▸ Aim of the exercise
The pictures stay out; everything else in the entries below must be returned exactly.

──────────

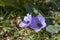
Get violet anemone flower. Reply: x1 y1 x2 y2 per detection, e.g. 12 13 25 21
29 16 46 32
19 13 32 28
19 13 46 32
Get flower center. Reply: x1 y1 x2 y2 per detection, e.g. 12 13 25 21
37 23 42 27
27 21 29 23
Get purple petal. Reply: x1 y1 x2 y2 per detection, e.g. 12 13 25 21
34 28 41 32
29 16 42 32
38 16 46 28
38 16 45 23
24 13 32 22
27 13 31 17
19 22 28 28
29 16 46 32
19 13 32 28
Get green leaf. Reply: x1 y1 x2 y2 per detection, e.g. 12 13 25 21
46 25 59 34
25 4 43 16
2 24 7 32
33 7 42 17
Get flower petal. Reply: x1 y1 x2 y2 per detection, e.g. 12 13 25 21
29 16 46 32
29 16 42 32
34 28 41 32
24 14 32 22
38 16 46 27
38 16 45 23
19 22 28 28
19 13 32 28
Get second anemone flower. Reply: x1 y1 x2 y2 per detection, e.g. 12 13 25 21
19 13 46 32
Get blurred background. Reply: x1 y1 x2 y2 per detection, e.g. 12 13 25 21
0 0 60 40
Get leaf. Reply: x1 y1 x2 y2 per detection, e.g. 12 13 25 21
2 23 7 32
46 25 59 34
33 7 43 17
25 4 43 16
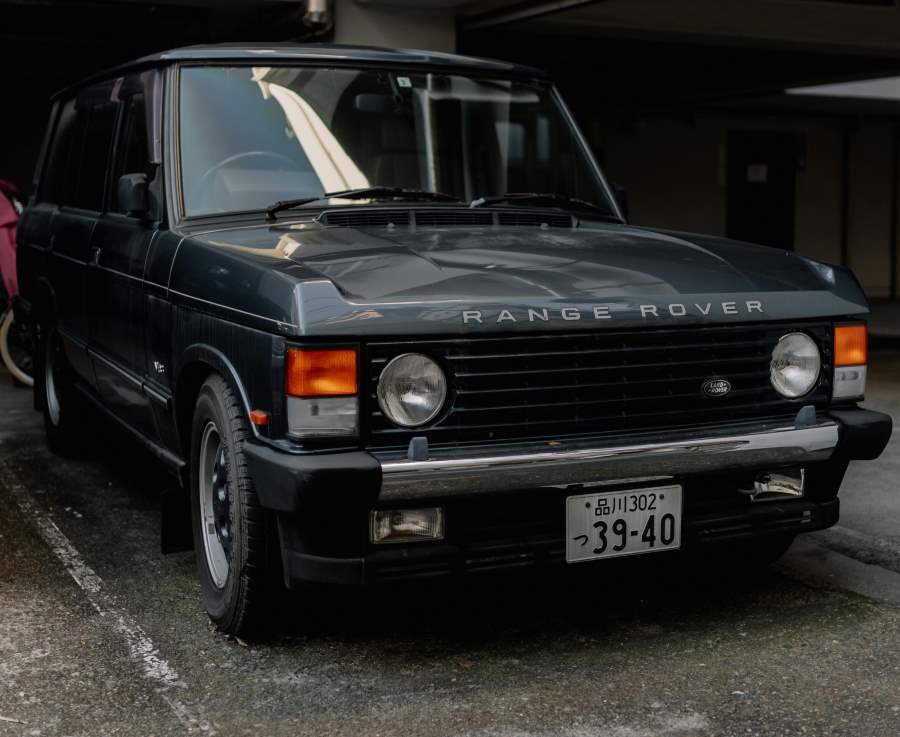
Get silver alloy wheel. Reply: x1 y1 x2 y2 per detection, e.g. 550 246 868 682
199 421 231 589
44 329 61 427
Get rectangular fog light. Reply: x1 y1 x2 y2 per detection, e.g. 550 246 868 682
370 508 444 544
287 395 358 438
833 365 867 401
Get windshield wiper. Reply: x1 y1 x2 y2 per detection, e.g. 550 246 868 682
469 192 620 219
326 186 461 203
265 187 461 220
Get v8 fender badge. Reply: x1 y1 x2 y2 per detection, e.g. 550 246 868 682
702 378 732 397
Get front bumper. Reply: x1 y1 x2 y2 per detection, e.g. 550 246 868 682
377 418 839 500
244 408 892 585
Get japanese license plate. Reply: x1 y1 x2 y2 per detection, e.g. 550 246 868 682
566 485 683 563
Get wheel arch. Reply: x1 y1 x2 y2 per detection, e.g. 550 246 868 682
164 345 257 555
173 344 257 463
31 276 58 325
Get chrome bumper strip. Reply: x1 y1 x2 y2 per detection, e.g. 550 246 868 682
378 420 840 501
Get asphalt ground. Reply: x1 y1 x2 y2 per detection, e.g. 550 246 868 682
1 353 899 737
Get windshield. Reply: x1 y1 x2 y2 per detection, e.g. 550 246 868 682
178 65 615 218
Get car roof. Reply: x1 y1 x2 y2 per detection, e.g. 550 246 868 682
53 42 547 100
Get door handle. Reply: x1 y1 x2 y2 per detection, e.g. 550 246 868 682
89 246 101 266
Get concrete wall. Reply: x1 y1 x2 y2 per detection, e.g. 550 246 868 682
535 0 900 57
594 112 898 298
847 122 894 297
333 0 456 52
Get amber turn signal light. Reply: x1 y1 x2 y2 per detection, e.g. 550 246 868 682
834 324 867 367
249 409 269 427
286 348 358 397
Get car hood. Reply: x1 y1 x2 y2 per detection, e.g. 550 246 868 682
184 220 868 336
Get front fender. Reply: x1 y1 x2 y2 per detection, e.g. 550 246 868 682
175 342 257 436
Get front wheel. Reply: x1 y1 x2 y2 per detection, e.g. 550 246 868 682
696 533 797 573
189 374 281 639
739 533 797 567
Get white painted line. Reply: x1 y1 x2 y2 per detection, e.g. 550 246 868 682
779 538 900 607
0 458 215 735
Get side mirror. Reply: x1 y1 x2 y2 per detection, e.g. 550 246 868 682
611 183 629 221
117 173 149 218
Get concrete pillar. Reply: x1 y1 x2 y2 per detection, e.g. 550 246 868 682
333 0 456 53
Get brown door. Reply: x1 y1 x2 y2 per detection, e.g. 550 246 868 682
727 130 803 250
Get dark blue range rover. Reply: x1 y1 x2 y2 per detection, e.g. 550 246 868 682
17 43 892 638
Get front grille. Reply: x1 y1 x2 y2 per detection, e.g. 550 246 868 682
364 322 833 449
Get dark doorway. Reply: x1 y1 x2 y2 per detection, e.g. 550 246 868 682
726 131 803 249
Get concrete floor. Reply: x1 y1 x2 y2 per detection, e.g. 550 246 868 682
1 353 899 737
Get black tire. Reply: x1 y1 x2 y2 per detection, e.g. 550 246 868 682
189 374 280 639
738 533 797 567
35 323 87 456
697 533 797 573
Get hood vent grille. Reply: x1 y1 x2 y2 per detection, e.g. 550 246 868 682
319 209 576 230
415 211 494 227
322 210 411 228
498 212 573 229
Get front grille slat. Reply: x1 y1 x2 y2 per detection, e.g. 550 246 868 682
452 369 771 396
454 354 771 379
364 322 833 448
443 337 772 361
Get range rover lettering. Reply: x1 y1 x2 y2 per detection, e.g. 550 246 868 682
17 44 892 638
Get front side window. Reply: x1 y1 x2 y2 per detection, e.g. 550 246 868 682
178 65 613 217
112 92 155 215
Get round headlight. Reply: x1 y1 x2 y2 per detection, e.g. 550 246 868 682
770 332 821 398
377 353 447 427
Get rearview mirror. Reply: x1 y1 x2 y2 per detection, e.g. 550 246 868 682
354 93 397 114
117 173 149 218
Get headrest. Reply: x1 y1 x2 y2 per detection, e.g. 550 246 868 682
380 119 416 151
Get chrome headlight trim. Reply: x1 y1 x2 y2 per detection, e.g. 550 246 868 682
770 332 821 399
377 353 448 428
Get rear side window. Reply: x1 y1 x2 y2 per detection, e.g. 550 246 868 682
42 98 79 205
41 83 118 211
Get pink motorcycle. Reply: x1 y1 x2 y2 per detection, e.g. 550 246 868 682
0 179 32 386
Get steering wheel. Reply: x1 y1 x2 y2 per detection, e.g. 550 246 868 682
192 150 299 211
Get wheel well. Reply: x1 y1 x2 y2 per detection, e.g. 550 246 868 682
174 361 216 461
32 278 57 325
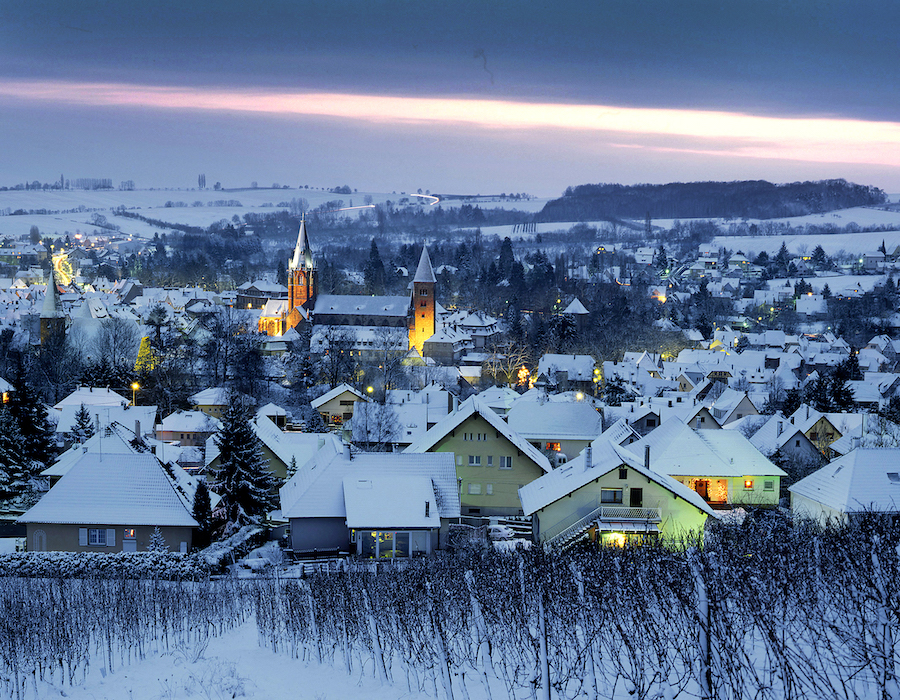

──────────

▸ Written response
Get violet anemone flower. Reply: x1 y1 x2 y2 per detection, e.g. 12 13 25 21
29 16 46 32
19 13 32 28
19 13 46 32
Get flower center. Reply: x1 y1 x2 y2 per detection, e.g. 12 13 25 21
37 23 42 27
27 21 29 23
Get purple petal. Reply: x1 y1 x2 y2 per detection, e.g. 12 13 25 21
34 28 41 32
29 16 42 32
38 16 46 28
38 16 45 23
24 13 32 22
27 13 31 17
19 22 28 28
29 16 46 32
19 13 32 28
Get green leaf. Reply: x1 y1 x2 y2 per detection, e.g. 12 13 25 21
46 25 59 34
25 4 43 16
2 24 7 32
33 7 42 17
Get flower petal. Reply: x1 y1 x2 y2 per detection, e.g. 12 13 25 21
29 16 46 32
29 16 42 32
34 28 41 32
24 14 32 22
38 16 46 27
38 16 45 23
19 22 28 28
19 13 32 28
Get second anemone flower. Reply: x1 y1 x2 y2 per detection, e.g. 12 13 25 21
19 13 46 32
Get blurred background. Reply: x1 y1 x2 y2 per detection, e.g. 12 13 25 21
0 0 60 40
Get leaf. Reply: x1 y1 x2 y2 per detection, e.g. 12 13 25 21
2 23 7 32
46 25 59 34
33 7 43 17
25 4 43 16
Get silver alloy wheel. Reply: x1 y1 x2 y2 per detection, e.g. 550 246 868 682
199 421 231 589
44 329 61 427
Get rectangular fog light. Reply: x1 y1 x2 y2 per detection, e.g. 550 246 868 682
370 508 444 544
287 395 358 438
833 365 867 401
Get windshield wiper. Reply: x1 y1 x2 y2 per detection, e.g. 550 246 868 682
469 192 620 219
326 186 461 203
265 187 461 220
Get v8 fender badge. Reply: x1 y1 x2 y2 per detection, e.g. 550 246 868 682
702 378 732 397
Get front bumper. Reply: x1 y1 x2 y2 per detection, e.g. 550 246 868 682
377 418 839 500
244 408 892 585
Get japanese license plate. Reply: x1 y1 x2 y2 per detection, e.g. 550 246 868 682
566 485 683 563
Get wheel arch. Reply: x1 y1 x2 y2 per detection, e.g. 550 246 868 682
164 345 257 555
173 344 257 463
31 276 58 325
Get chrome bumper strip. Reply: x1 y1 x2 y2 per detection, e.g. 550 246 868 682
378 420 840 501
Get asphalt ground. Reply: x1 y1 x2 y2 per detection, e.g. 550 246 868 682
1 353 899 737
Get windshield. Reply: x1 y1 x2 y2 per detection, e.g. 550 246 868 682
178 65 615 218
Get car roof. Reply: x1 y1 x2 y2 per detection, e.g. 550 246 868 682
53 42 547 100
Get door handle. Reply: x1 y1 x2 y2 per detection, e.g. 550 246 868 682
89 246 101 266
Get concrete wall. Reply: x1 y1 x2 y2 per detection, e.g. 550 246 868 682
535 0 900 57
594 112 898 298
847 122 894 297
333 0 456 52
Get amber turn signal light. Reply: x1 y1 x2 y2 per detection, e.g. 550 246 868 682
834 324 867 367
249 409 269 427
286 348 358 397
Get car hood. Reply: x1 y1 x2 y2 per detection, e.g. 550 246 868 682
184 220 868 336
Get front fender. Reply: x1 y1 x2 y2 per detection, e.g. 550 246 868 682
175 342 257 436
Get front wheel. Reply: x1 y1 x2 y2 per detection, e.g. 550 246 868 682
696 533 797 573
189 374 281 639
739 533 797 567
Get white painted line. Reply: x1 y1 x2 y2 per detection, e.g. 550 246 868 682
779 538 900 607
0 458 215 735
Get side mirror. Reply: x1 y1 x2 y2 per detection, e.g. 550 246 868 682
611 183 629 221
117 173 149 218
Get concrete pillar. Reply: x1 y1 x2 y2 per detection, e.g. 550 246 868 682
333 0 456 53
Get brown door. Reply: x1 y1 x2 y2 per detection, e.g. 550 246 868 682
727 130 803 250
Get dark blue range rover. Reply: x1 y1 x2 y2 per detection, e.g. 550 246 868 682
17 43 892 638
Get front grille. Reply: x1 y1 x2 y2 per detection, e.g. 550 246 868 682
364 322 833 449
Get dark doorway. Reply: x1 y1 x2 y2 per detection, e.g. 550 246 868 682
726 131 803 249
Get concrete floor. Reply: x1 y1 x2 y2 per detection, e.g. 550 246 868 682
1 353 899 737
Get black tire. Reply: x1 y1 x2 y2 per detection, e.g. 550 246 868 682
189 374 280 639
738 533 797 567
35 323 87 456
697 533 797 573
Get hood vent grille. Reply: x1 y1 x2 y2 per detection, e.g. 550 246 868 682
319 209 576 230
415 211 494 227
322 210 411 228
498 212 573 229
Get front grille slat. Reply: x1 y1 x2 y2 per detection, e.g. 550 246 868 682
452 369 771 396
454 354 771 379
364 322 833 448
443 337 772 361
Get range rover lettering. Reply: x1 y1 x2 y2 per detection, e.g. 550 246 868 682
17 44 892 638
Get front side window. Reply: x1 y1 x2 y2 per detection, e.g. 550 246 868 682
178 65 613 217
112 92 155 215
Get round headlight. Reply: x1 y1 x2 y2 per detection, e.g. 550 246 868 682
770 332 821 398
377 353 447 427
Get rearview mirror. Reply: x1 y1 x2 y2 per detection, e.g. 550 246 868 682
354 93 397 114
117 173 149 218
Get headrest. Reply: x1 y1 x2 y2 per detection, e.g. 550 246 868 682
380 119 416 151
Get chrome headlight trim. Reply: x1 y1 x2 y2 per detection, e.g. 550 246 868 682
770 332 821 399
377 353 448 428
Get rear side window. Reply: x1 y1 x2 y2 per detection, e.g. 550 246 868 682
42 98 79 205
41 83 118 211
Get pink motorcycle. Reply: x1 y1 x2 y2 per detection, e.g. 550 246 868 682
0 179 32 386
Get steering wheel. Reply: x1 y1 x2 y2 per detection, e.g. 550 246 868 682
192 150 299 211
Get wheel well. Reply: x1 y1 x2 y2 per detection, e.g. 550 246 868 682
174 361 216 461
32 278 57 325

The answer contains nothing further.